#### Work instructions:
Exact repetition is required: reproduce every line of the data.

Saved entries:

┌──

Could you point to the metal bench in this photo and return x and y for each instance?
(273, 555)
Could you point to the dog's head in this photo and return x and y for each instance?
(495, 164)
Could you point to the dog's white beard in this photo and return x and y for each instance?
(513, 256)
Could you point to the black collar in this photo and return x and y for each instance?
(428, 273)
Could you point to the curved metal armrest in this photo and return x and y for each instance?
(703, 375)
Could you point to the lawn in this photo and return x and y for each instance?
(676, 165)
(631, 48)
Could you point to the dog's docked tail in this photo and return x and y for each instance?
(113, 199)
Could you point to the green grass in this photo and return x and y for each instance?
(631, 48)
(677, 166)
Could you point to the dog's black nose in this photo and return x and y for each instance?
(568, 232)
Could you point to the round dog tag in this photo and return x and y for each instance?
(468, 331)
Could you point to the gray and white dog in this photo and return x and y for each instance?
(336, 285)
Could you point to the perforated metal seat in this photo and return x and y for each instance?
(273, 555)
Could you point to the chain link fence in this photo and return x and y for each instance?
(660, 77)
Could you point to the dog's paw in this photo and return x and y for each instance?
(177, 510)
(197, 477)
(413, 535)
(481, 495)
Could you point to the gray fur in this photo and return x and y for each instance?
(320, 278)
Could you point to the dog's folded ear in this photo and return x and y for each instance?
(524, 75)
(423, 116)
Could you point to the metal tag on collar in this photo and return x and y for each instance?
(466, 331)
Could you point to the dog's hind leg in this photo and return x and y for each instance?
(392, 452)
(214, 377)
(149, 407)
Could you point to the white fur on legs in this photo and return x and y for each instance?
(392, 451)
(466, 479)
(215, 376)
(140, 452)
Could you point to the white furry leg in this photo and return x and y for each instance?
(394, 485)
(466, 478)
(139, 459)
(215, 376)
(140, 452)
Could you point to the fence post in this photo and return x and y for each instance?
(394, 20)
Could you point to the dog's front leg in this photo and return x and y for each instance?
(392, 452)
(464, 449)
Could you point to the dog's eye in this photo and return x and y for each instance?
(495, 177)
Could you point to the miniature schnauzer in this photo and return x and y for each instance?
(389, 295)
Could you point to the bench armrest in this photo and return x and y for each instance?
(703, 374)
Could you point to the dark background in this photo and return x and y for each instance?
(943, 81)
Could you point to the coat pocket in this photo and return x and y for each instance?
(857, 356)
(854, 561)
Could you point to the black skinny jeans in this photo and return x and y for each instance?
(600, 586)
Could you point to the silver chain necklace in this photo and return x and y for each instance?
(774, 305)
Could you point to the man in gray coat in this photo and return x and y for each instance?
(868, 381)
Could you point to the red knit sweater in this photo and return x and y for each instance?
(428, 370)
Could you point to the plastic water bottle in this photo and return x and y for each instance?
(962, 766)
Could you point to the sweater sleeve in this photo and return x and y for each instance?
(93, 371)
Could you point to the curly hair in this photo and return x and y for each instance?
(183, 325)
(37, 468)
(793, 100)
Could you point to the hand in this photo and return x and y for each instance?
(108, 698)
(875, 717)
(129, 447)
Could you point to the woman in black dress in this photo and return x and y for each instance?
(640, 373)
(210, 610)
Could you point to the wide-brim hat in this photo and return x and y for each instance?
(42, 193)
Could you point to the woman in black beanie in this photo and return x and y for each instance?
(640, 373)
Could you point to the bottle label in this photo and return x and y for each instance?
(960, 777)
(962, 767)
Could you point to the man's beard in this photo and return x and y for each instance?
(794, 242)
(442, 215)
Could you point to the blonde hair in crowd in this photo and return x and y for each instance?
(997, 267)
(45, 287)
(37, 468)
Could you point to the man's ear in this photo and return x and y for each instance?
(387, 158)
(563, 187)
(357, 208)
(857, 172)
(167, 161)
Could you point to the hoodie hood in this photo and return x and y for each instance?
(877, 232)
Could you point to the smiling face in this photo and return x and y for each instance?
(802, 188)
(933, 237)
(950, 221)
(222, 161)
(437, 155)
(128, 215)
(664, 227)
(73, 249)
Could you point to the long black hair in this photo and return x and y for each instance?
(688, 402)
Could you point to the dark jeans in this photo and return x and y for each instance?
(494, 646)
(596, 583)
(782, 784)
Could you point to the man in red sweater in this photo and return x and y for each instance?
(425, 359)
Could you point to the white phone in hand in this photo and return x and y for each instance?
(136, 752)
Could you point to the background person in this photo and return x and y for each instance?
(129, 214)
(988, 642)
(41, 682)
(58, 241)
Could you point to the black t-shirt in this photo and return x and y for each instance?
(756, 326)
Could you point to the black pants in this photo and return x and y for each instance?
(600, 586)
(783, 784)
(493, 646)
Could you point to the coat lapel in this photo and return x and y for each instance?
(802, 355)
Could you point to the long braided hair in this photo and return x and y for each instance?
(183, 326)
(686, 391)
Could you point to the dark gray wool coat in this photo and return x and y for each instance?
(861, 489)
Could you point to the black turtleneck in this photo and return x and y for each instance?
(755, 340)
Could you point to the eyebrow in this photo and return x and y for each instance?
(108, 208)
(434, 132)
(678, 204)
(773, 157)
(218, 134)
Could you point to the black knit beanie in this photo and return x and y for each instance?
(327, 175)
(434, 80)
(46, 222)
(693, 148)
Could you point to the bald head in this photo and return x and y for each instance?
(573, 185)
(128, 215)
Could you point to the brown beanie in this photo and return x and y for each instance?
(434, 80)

└──

#### Answer to this problem:
Could you point to the metal bench in this photo and return x and y for each instance?
(273, 555)
Could you point to the dog's head in this photo and return x and y for each instance?
(495, 164)
Could you point to the dog's white beard in this photo and return x and y for each instance?
(513, 256)
Could you point to the black collar in this photo and return x and y for each instance?
(428, 273)
Could you point to the curved metal armrest in this photo and return x and y for each instance?
(703, 375)
Could you point to the lawn in this photo and return x and y for each instance?
(676, 165)
(631, 48)
Could you point to the dog's docked tail in this photo and return x and y for each instance?
(113, 199)
Could you point to the green grass in this photo and return x and y for each instance?
(631, 48)
(677, 166)
Could you point to the dog's black nose in this photo and return x and y for each instance?
(568, 232)
Could you point to the round dog tag in this photo and return x and y for each instance?
(468, 331)
Could you point to the gray and white dog in this photo and return x and y for each instance?
(336, 285)
Could you point to the perforated metal seat in this photo and return x and y for each instance?
(273, 555)
Could you point to the chain link fence in this photo and return x and y for each instance?
(660, 77)
Could you point to the dog's paw in this photo and return x and y for each instance?
(177, 510)
(197, 477)
(413, 535)
(481, 495)
Could you point to the gray fur in this photo and return x and y for each instance?
(320, 278)
Could you point to the dog's folded ear in this photo and return x and y for each instance?
(524, 75)
(423, 116)
Could you point to the metal tag on collar in this photo and return x and y for each instance?
(466, 331)
Could you point to the dog's hind leg in this photo and return x and y for each instance?
(392, 452)
(214, 377)
(149, 407)
Could you point to the white fur on legs in this photo and return x and y for each instance?
(392, 451)
(466, 479)
(215, 376)
(140, 452)
Could you point to the white furry leg in this photo and return x and y for each instance?
(394, 485)
(466, 478)
(139, 459)
(215, 376)
(140, 452)
Could you point to the fence post in this photo and return x and y for each instance?
(394, 20)
Could you point to the dog's front leg in this photo and return x and y for each instance?
(392, 452)
(464, 449)
Could you point to the dog's eye in this photo and return x and y for each instance?
(495, 177)
Could you point to the miniature schnauzer in this photo and return x and y for each instance?
(389, 295)
Could you point to the bench armrest in this photo and return x and y for each instance?
(703, 374)
Could you point to the dark background in this photo and return x and y for each instance?
(943, 81)
Could you point to the coat pocket in this photo and return x and y for each instance?
(857, 356)
(854, 561)
Could you point to the black skinny jeans in this photo and return x and y for each instance?
(600, 586)
Could you point to the silver chain necklace in this photo and return x and y for each instance?
(774, 305)
Could you point to the man in gray coat in this photo and return x and y for each instance?
(868, 381)
Could you point to the red knit sweater in this photo and return x and y for each instance?
(428, 370)
Could you point to the plastic water bottle in this photo and return x and y for each instance?
(962, 766)
Could you point to the sweater sleeve in this photo and return x and y for each instance?
(93, 371)
Could you point to the curly hair in this photo and return x and y for each instance?
(183, 325)
(37, 468)
(793, 100)
Could you point to the hand in this photo and return x and y for each instance?
(108, 698)
(875, 717)
(129, 447)
Could you point to the woman in black dress in this photo and return x and y for each instance?
(640, 373)
(210, 610)
Could you point to the wide-brim hat in this photo and return x and y for each instance?
(42, 193)
Could you point to the woman in black beanie in this photo and return x and y for each instance?
(640, 373)
Could you point to the bottle label in this photo and return x and y for each instance?
(960, 777)
(962, 767)
Could you point to the man's beard in this photo and return x and y for each instance?
(794, 242)
(442, 215)
Could you point to the blonde hair in crowd in this photo and return x and y for each instance?
(997, 267)
(45, 287)
(37, 468)
Could you point to the man's ear in this photo and return x and y for each instance?
(387, 158)
(563, 187)
(357, 208)
(857, 172)
(167, 161)
Could you point to the hoodie hood in this photo and return x and y for each instance?
(877, 232)
Could you point to the smiling face in this photo and return x and y for each instance?
(802, 188)
(933, 237)
(950, 221)
(222, 161)
(437, 155)
(128, 215)
(664, 227)
(73, 249)
Could you point to the long black hair in this photo and return x and y for each instance?
(688, 402)
Could you point to the dark jeans in this photo and return x and y for each instance?
(494, 646)
(596, 583)
(782, 784)
Could you point to the man in red sweater in this photo and return x and y for each instance?
(425, 359)
Could you point to the white phone in hand in this photo and return x and y for each instance?
(136, 752)
Could you point to the background person in this photo and return x and y for each instance?
(129, 214)
(988, 642)
(41, 682)
(58, 241)
Could you point to the black t-shirt in this photo and return x and y for each instance?
(756, 326)
Could you point to the black pants in this photo and return x and y for each instance?
(600, 586)
(783, 784)
(493, 646)
Could you point to the coat lapel in this photo and return x and y for each instance?
(802, 355)
Could you point to the long braided hair in this photo and return x and y for each instance?
(183, 326)
(686, 391)
Could you point to the dark gray wool coat in this photo and return x and y for each instance?
(861, 489)
Could you point to the black turtleneck in this photo and return x and y for each instance?
(755, 340)
Could you point to the eyebrow in this photo and return x and y for each instance?
(108, 208)
(434, 132)
(678, 204)
(773, 157)
(218, 134)
Could you point to the black knit beanie in this photo and return x and y for each instance?
(327, 175)
(434, 80)
(46, 222)
(693, 148)
Could you point to the bald head in this photo and return x and y for each instance?
(573, 185)
(128, 215)
Could you point to the brown beanie in this photo and return x and y for each instance?
(434, 80)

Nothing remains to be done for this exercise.